# PROBLEM DETAILS
Extract every line of the listing below and reproduce each one word for word.
** Begin INFORMATION SUPPLIED **
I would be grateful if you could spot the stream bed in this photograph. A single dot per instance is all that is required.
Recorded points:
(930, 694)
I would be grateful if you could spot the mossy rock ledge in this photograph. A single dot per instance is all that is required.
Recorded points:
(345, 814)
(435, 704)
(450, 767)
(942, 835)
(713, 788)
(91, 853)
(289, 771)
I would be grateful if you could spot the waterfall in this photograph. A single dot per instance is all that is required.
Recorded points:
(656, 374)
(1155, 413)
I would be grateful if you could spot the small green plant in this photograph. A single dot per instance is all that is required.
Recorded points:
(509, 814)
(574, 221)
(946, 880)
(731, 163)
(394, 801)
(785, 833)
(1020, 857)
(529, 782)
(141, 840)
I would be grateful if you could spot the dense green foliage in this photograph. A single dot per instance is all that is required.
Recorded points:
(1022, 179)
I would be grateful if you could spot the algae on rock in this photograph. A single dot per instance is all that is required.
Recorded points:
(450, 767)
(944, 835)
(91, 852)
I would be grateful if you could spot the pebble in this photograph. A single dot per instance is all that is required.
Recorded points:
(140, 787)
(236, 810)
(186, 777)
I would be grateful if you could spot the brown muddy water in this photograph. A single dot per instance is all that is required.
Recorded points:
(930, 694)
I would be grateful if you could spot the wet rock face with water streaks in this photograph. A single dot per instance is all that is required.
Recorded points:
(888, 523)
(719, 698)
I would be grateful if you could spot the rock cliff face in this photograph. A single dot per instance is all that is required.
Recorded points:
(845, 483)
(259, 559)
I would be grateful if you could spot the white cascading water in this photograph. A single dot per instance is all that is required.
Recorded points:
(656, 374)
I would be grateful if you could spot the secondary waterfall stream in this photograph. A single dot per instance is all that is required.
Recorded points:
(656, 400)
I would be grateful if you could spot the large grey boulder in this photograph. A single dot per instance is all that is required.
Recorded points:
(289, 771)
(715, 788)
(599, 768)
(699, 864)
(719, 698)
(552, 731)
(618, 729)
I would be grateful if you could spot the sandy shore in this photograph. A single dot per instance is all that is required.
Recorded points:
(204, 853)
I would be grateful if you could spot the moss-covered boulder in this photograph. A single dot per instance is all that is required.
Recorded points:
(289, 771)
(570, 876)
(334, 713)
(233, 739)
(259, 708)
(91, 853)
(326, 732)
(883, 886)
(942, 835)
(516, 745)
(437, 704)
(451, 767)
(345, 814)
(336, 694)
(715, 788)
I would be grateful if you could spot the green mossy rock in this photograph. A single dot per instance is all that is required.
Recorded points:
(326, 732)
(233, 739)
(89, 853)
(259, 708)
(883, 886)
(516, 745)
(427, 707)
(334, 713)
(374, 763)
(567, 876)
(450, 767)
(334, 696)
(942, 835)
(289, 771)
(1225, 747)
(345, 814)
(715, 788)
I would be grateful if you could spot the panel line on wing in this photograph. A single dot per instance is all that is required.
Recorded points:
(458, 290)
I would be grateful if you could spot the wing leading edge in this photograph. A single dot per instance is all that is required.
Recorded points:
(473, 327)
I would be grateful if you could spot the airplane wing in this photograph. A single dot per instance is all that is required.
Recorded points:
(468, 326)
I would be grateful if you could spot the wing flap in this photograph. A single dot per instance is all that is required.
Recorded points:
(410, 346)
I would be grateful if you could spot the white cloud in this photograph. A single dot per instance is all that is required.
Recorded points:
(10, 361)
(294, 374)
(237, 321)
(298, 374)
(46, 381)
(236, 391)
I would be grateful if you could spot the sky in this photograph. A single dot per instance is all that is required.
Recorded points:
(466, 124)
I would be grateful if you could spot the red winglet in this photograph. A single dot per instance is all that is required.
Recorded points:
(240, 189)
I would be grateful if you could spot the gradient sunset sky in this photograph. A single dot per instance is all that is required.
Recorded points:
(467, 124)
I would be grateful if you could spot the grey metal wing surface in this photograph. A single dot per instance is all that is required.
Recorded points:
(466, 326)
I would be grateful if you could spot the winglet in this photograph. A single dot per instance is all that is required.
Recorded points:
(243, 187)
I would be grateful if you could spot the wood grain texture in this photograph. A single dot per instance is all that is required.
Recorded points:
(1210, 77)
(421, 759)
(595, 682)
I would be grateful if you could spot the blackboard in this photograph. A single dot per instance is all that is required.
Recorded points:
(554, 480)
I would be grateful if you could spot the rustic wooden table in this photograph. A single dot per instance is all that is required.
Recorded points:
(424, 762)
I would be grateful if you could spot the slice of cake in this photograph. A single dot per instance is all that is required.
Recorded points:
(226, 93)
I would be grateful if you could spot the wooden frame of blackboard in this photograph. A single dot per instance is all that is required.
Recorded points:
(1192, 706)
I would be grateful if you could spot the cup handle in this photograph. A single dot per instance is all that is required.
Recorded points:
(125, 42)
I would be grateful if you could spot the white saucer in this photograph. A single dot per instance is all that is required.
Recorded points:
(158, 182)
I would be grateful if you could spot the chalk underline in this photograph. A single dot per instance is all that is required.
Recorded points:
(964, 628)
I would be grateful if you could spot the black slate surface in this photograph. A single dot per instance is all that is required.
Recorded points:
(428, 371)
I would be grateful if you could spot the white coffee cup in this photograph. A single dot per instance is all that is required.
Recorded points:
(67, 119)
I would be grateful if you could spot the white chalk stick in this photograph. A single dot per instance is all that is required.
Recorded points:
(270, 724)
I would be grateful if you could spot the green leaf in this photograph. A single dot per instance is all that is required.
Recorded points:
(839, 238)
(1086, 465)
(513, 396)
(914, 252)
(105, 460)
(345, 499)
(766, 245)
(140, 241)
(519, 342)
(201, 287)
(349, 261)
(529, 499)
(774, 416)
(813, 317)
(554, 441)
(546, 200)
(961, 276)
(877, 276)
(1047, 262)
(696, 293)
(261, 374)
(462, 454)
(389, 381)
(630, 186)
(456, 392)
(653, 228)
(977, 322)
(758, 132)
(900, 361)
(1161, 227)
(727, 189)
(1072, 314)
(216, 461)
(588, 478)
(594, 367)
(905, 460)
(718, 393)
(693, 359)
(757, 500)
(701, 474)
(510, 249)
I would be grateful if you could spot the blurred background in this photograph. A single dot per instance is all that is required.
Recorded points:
** End INFORMATION SUPPLIED **
# WRITTEN REPLY
I would be grateful if you could spot the stream bed in this photograph. A single dot per instance is all that is required.
Recorded points:
(930, 694)
I would be grateful if you could spot the mossy rock ledge in this photograph. A single dot per instance is all that is required.
Recorded points:
(345, 814)
(435, 704)
(450, 767)
(942, 835)
(713, 788)
(91, 853)
(289, 771)
I would be grateful if you could spot the waterfall in this photograph. A single dot per instance is all that is required.
Recorded points:
(656, 374)
(1155, 413)
I would be grateful if you could spot the small green plant in this photograph. A single dot per instance is all that is required.
Recorded points:
(509, 814)
(574, 221)
(946, 880)
(731, 163)
(394, 801)
(785, 833)
(1020, 857)
(529, 782)
(141, 840)
I would be grateful if you could spot the dense green foliage in this photograph. A single dot per instance is all that is required.
Recorded points:
(1022, 179)
I would be grateful if you could spot the algae on rock in this photograph. A single dot per instance is all that is required.
Recorded points:
(450, 767)
(944, 835)
(91, 852)
I would be grateful if you could spot the pebble in this photograph. A single dot per instance is all that is required.
Recorded points:
(140, 787)
(236, 810)
(186, 777)
I would be grateful if you could spot the brown muddy water in this photograph. A single dot per instance is all that is required.
Recorded points:
(930, 694)
I would be grateful if you could spot the wet rock face with water streaks in this photograph. A single dot per instance is all that is required.
Recorded points:
(888, 523)
(719, 698)
I would be grateful if you could spot the rock cliff face in this photograph. A single dot per instance is all that is required.
Recorded points:
(845, 483)
(259, 559)
I would be grateful if you could spot the white cascading water in this photograph. A single dot per instance is all that is required.
Recorded points:
(656, 374)
I would be grateful if you could spot the secondary waterfall stream in this photograph. A single dot per instance is all that is required.
Recorded points:
(656, 400)
I would be grateful if you could spot the large grey boulder in this photograph. A single dot per instance is all that is required.
Recorded points:
(289, 771)
(715, 788)
(599, 768)
(699, 864)
(719, 698)
(552, 731)
(618, 729)
I would be grateful if you could spot the sandy shore in this photograph. A single dot per instance is all that is required.
Recorded points:
(204, 853)
I would be grateful if you could spot the moss-covered boulder in this photograph. A single dot per instance is all that is required.
Recorded points:
(289, 771)
(570, 876)
(334, 713)
(233, 739)
(259, 708)
(91, 853)
(326, 732)
(883, 886)
(942, 835)
(516, 745)
(437, 704)
(451, 767)
(345, 814)
(336, 694)
(715, 788)
I would be grateful if you could spot the green mossy rock in this photograph. A single dot per instance is all that is required.
Recorded points:
(326, 732)
(233, 739)
(89, 853)
(259, 708)
(883, 886)
(516, 745)
(427, 707)
(334, 713)
(374, 763)
(567, 876)
(450, 767)
(334, 696)
(942, 835)
(289, 771)
(1225, 747)
(345, 814)
(715, 788)
I would be grateful if you could spot the panel line on wing in this photograph. A single dot per instance is all that is required.
Recorded points:
(458, 290)
I would be grateful if you could spot the wing leading edge in this photograph. A single dot per instance is all that is required.
Recorded points:
(473, 327)
I would be grateful if you could spot the airplane wing in this photograph. A single dot per instance is all that is required.
Recorded points:
(468, 326)
I would be grateful if you could spot the wing flap in this photograph. A single dot per instance is all that is required.
Recorded points:
(410, 346)
I would be grateful if you could spot the white cloud in this photograph. A single dot per instance is all that is required.
Recorded points:
(10, 361)
(294, 374)
(237, 321)
(298, 374)
(46, 381)
(236, 391)
I would be grateful if you could spot the sky in this photograph. A single dot per instance is all that is required.
Recorded points:
(466, 124)
I would be grateful if you could spot the red winglet in this photograph. A single dot per instance is all that is required.
Recorded points:
(240, 189)
I would be grateful if you could spot the gradient sunset sky in this photograph. A single dot per instance is all that is required.
Recorded points:
(467, 124)
I would be grateful if you could spot the grey metal wing surface in this photograph. A single dot per instance is all that is required.
Recorded points:
(466, 326)
I would be grateful if you could spot the winglet in this photograph. A single dot per instance is all that is required.
Recorded points:
(243, 187)
I would be grateful if you could spot the wood grain texture in this photograph. A single dot per instance is all that is required.
Recorded points:
(1210, 77)
(421, 759)
(595, 682)
I would be grateful if you could spot the blackboard in this photograph. A single dot per instance is all that is required.
Recorded points:
(554, 480)
I would be grateful if you could spot the rustic wooden table in this photograph. A single dot per instance is all that is required.
Recorded points:
(424, 762)
I would be grateful if you could spot the slice of cake in this photograph. A single dot per instance is all that is required.
Recorded points:
(226, 93)
I would be grateful if you could spot the wooden frame of blackboard in this photograph. A single dot per instance is all that is required.
Recorded points:
(1192, 706)
I would be grateful if you could spot the cup handle in this photograph. A single dot per instance is all that is required.
Recorded points:
(125, 42)
I would be grateful if you could spot the white saucer in this photograph. A single dot per instance is all that is required.
Recorded points:
(158, 182)
I would be grateful if you could spot the chalk underline in this photograph. A single dot per instance is all that is required.
Recorded points:
(964, 628)
I would be grateful if you could spot the black slate surface in this photograph. A single dot per instance is all that is required.
Recorded points:
(428, 371)
I would be grateful if you could spot the white coffee cup in this photograph. A single dot per instance is all that is required.
Recorded points:
(67, 119)
I would be grateful if you could spot the white chalk stick in this photograph. A single dot per instance is all that is required.
Recorded points:
(270, 724)
I would be grateful if you could spot the green leaf in this photograph. A single dot per instance is all that is required.
Recorded points:
(839, 238)
(1086, 465)
(513, 396)
(914, 252)
(105, 460)
(345, 499)
(766, 245)
(140, 241)
(519, 342)
(201, 287)
(349, 261)
(529, 499)
(774, 416)
(813, 317)
(554, 441)
(546, 200)
(961, 276)
(877, 276)
(1047, 262)
(696, 293)
(261, 374)
(462, 454)
(389, 381)
(630, 186)
(456, 392)
(653, 228)
(977, 322)
(758, 132)
(900, 361)
(1161, 227)
(727, 189)
(1072, 314)
(216, 461)
(588, 478)
(594, 367)
(905, 460)
(718, 393)
(693, 359)
(757, 500)
(701, 474)
(510, 249)
I would be grateful if you could spot the blurred background in this photograph. A single dot per instance is all that is required.
Recorded points:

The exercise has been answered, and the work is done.